Given information: Begin
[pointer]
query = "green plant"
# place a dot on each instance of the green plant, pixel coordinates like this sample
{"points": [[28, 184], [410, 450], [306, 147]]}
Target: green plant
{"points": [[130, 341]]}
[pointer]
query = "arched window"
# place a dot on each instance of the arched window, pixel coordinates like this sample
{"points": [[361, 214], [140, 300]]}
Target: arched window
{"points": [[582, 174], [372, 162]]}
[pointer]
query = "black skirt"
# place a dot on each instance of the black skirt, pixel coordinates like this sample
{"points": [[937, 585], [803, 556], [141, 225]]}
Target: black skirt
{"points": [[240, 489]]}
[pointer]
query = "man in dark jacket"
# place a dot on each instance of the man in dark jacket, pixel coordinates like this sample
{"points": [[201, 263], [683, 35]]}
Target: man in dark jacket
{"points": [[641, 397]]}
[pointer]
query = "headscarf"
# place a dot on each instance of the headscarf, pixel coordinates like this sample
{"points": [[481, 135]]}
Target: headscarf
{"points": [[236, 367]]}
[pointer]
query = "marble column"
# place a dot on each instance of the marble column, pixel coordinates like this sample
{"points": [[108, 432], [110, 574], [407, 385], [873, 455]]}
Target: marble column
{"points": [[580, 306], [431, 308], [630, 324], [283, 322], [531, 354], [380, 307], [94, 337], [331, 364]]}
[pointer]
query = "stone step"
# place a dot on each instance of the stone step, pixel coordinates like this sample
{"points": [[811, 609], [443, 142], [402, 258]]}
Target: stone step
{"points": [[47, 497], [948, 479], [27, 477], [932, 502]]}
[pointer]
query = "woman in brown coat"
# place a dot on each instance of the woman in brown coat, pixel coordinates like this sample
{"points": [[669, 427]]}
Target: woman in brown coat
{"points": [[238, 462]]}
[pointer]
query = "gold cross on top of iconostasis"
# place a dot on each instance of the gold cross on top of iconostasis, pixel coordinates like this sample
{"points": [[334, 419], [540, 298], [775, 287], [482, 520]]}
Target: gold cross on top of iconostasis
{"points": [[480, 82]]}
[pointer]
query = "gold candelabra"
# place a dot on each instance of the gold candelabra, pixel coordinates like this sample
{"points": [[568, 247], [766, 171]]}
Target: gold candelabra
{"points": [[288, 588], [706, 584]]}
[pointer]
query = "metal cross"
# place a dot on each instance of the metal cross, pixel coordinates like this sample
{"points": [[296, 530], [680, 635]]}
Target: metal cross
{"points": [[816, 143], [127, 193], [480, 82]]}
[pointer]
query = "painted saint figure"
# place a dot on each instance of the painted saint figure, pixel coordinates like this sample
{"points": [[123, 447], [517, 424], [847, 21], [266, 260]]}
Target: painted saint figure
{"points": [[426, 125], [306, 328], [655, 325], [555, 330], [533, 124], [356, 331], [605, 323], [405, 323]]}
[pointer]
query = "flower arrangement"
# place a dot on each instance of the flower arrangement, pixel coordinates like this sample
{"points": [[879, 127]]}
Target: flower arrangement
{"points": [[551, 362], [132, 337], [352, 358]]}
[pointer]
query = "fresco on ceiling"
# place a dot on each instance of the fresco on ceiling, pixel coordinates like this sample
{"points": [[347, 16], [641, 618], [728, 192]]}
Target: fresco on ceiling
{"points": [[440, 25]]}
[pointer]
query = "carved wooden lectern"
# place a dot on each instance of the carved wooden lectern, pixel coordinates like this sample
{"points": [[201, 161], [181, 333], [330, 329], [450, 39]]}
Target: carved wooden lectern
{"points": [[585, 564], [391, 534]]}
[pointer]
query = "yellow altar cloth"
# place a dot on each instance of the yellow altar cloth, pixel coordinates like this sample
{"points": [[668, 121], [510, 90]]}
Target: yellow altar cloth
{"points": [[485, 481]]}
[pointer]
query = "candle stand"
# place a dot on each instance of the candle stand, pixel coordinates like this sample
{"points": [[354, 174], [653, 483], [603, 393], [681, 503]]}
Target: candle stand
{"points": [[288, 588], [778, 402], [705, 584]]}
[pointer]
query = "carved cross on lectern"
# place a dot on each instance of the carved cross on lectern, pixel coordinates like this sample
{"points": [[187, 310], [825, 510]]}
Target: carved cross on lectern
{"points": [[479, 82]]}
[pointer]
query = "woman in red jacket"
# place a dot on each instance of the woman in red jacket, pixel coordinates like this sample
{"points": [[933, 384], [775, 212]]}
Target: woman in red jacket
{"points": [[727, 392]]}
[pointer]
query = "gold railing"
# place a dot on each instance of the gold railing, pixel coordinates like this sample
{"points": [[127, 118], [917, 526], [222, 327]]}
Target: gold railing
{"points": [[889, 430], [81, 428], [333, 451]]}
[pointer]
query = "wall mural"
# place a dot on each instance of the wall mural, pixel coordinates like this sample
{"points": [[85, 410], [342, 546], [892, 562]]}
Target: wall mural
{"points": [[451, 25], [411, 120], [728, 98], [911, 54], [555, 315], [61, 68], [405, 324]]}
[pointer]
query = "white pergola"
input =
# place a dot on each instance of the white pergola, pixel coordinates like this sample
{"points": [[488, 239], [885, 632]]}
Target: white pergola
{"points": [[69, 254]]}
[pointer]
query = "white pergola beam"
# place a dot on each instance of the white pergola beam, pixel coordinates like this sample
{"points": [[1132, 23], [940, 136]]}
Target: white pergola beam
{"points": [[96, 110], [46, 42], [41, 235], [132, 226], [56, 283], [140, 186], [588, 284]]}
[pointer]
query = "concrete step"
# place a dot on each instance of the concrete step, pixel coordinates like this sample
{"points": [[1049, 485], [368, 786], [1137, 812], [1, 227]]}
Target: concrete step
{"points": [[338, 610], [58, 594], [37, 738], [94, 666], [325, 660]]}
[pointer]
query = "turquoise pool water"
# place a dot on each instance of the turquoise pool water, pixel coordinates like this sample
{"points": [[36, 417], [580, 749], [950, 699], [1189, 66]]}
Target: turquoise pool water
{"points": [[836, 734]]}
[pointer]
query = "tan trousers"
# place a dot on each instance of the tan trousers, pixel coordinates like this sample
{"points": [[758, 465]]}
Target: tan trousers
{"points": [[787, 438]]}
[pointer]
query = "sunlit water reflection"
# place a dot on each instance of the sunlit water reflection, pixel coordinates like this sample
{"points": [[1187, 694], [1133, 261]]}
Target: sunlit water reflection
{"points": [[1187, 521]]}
Given information: End
Return only the exact lines from the opening of the records through the line that contains "# place a dot on each instance of the gold cross", both included.

* [Answer to this problem]
[pointer]
query = "green plant"
# place a dot on each instance of the green plant, pixel coordinates like this sample
{"points": [[28, 184], [410, 450], [306, 147]]}
Target: green plant
{"points": [[130, 341]]}
[pointer]
query = "arched window"
# place a dot on each instance of the arched window, pixel coordinates like this sample
{"points": [[361, 214], [140, 300]]}
Target: arched window
{"points": [[582, 174], [372, 162]]}
[pointer]
query = "black skirt"
# place a dot on each instance of the black skirt, pixel coordinates like this sample
{"points": [[937, 585], [803, 556], [141, 225]]}
Target: black skirt
{"points": [[240, 489]]}
[pointer]
query = "man in dark jacket"
# place a dot on each instance of the man in dark jacket, pixel coordinates like this sample
{"points": [[201, 263], [683, 35]]}
Target: man in dark jacket
{"points": [[641, 397]]}
[pointer]
query = "headscarf"
# place a dot on each instance of the headscarf, pixel coordinates like this sample
{"points": [[481, 135]]}
Target: headscarf
{"points": [[236, 367]]}
[pointer]
query = "marble column"
# place a dot on each instance of the marble column, pixel coordinates like this sample
{"points": [[108, 432], [110, 574], [407, 385], [873, 455]]}
Target: marble column
{"points": [[580, 306], [431, 308], [630, 324], [283, 322], [531, 354], [380, 307], [94, 337], [331, 364]]}
[pointer]
query = "stone step"
# place a dot on each instance of the stone step, pixel coordinates like this sample
{"points": [[811, 609], [443, 142], [402, 258]]}
Target: stone step
{"points": [[47, 497], [948, 479], [27, 477], [932, 502]]}
[pointer]
query = "woman in brown coat"
# place a dot on each instance of the woman in brown coat, pixel coordinates like this sample
{"points": [[669, 427]]}
Target: woman in brown coat
{"points": [[238, 462]]}
[pointer]
query = "gold cross on top of iconostasis"
# place a dot on each instance of the gold cross on top of iconostasis, pixel coordinates like this sample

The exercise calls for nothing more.